--- Data records Enclosed Below ---
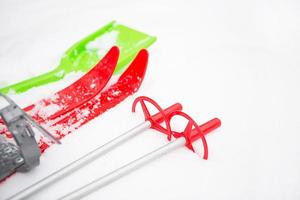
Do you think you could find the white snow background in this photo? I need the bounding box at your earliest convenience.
[0,0,300,199]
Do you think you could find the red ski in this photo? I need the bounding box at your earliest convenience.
[1,47,149,153]
[0,47,119,137]
[38,49,148,151]
[27,46,120,123]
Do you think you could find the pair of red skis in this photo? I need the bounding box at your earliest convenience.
[0,46,149,152]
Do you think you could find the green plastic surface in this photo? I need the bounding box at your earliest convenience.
[0,21,156,94]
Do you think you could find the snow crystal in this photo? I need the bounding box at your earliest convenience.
[111,90,121,96]
[102,74,120,92]
[86,30,119,56]
[90,83,96,88]
[55,70,65,78]
[27,101,46,116]
[7,89,17,96]
[48,107,91,137]
[75,108,90,120]
[49,93,60,102]
[37,104,62,119]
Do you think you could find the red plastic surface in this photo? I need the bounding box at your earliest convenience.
--- End of Enclosed Data records ---
Activity
Could you quote, exactly as they appear, the line containing "Do you think you could find the green" and every line after it to the end of the records above?

Exercise response
Do you think you could find the green plastic surface in this photo? I need the bounding box at your earliest convenience.
[0,21,156,94]
Do you think you could find the snow crystal in this photo? I need the bounding box at your earliest convenience.
[111,90,121,96]
[102,74,120,92]
[86,30,119,56]
[90,83,96,88]
[55,70,65,78]
[27,101,46,116]
[7,89,17,96]
[48,107,91,137]
[75,108,90,120]
[49,93,60,102]
[37,104,62,119]
Do you think you could find the red plastic surface in this photo? I need the bounding box at your earliest convenience.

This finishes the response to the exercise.